*THE PROBLEM*. Using the word "sign" as the filter, copy each matching line from the records.

*INFORMATION SHOWN*.
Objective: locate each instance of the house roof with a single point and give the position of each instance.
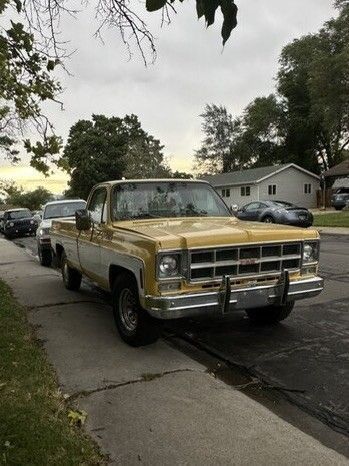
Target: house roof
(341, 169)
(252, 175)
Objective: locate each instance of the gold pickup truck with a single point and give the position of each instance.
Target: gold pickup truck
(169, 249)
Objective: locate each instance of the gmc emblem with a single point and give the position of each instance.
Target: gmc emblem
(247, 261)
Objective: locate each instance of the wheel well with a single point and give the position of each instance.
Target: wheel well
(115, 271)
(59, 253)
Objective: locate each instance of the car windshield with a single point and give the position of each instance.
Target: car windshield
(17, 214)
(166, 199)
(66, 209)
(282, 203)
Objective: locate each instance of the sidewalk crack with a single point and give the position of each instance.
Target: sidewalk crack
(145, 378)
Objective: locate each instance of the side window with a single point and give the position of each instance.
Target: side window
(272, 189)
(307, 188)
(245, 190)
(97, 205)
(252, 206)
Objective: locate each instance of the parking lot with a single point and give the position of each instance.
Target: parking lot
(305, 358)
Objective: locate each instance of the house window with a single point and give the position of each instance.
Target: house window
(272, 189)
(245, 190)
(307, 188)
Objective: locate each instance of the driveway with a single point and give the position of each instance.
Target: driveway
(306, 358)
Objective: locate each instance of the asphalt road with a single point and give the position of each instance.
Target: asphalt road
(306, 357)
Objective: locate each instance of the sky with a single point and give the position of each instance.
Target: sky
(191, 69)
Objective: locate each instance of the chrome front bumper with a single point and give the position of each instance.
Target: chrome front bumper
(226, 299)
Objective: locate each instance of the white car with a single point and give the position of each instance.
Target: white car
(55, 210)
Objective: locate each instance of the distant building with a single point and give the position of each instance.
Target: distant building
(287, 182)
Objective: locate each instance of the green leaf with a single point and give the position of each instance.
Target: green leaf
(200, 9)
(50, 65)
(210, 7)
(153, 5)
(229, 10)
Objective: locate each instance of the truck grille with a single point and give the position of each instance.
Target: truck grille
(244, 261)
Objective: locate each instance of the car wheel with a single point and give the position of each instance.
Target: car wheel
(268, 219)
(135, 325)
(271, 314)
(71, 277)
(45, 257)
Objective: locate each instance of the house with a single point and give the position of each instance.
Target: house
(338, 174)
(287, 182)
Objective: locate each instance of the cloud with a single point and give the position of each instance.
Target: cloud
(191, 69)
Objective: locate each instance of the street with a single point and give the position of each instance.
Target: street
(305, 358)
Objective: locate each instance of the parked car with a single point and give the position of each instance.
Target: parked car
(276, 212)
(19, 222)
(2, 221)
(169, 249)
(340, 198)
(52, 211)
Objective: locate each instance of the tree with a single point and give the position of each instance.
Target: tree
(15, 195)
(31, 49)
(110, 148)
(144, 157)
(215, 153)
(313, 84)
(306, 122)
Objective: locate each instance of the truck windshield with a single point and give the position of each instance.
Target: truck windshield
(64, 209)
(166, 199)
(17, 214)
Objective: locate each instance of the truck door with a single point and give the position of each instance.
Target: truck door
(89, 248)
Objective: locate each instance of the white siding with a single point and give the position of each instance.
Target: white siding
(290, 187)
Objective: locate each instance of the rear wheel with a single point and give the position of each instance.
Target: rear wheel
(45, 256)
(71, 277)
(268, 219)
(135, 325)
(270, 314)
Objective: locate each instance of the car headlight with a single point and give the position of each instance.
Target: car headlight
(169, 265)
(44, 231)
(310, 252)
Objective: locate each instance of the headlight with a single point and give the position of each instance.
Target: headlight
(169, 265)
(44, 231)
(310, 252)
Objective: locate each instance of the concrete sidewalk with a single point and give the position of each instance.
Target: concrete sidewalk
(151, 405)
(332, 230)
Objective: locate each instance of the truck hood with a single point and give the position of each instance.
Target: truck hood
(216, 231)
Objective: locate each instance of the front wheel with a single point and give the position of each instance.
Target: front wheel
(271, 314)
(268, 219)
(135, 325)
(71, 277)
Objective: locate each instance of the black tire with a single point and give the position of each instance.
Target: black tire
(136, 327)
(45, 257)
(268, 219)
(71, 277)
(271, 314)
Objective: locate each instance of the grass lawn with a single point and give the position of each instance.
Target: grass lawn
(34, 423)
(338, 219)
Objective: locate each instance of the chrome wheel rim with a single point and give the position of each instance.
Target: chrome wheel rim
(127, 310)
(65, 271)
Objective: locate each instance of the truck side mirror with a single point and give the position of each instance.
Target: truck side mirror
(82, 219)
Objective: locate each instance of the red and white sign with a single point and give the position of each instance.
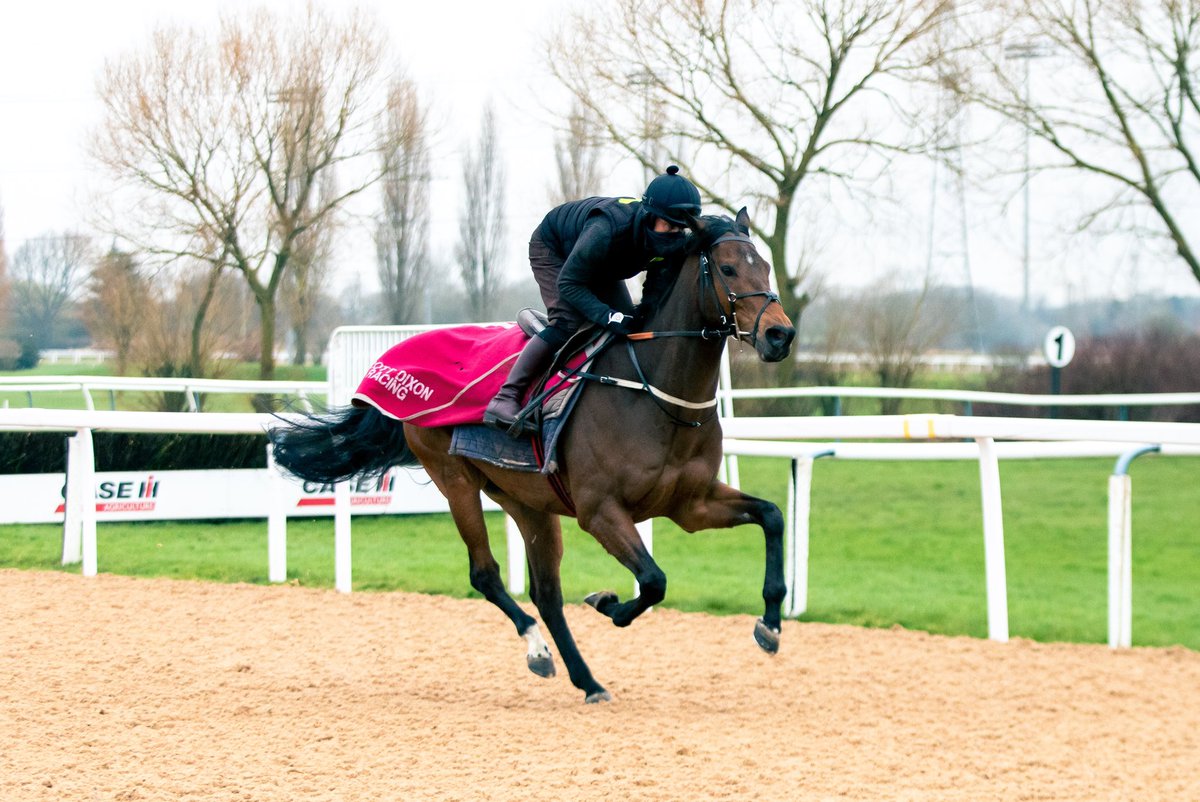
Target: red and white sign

*WRITTEN SOLUTION*.
Objective: locate each instance of the red and white sign with a single point and give the position of each instance.
Target: red and white sign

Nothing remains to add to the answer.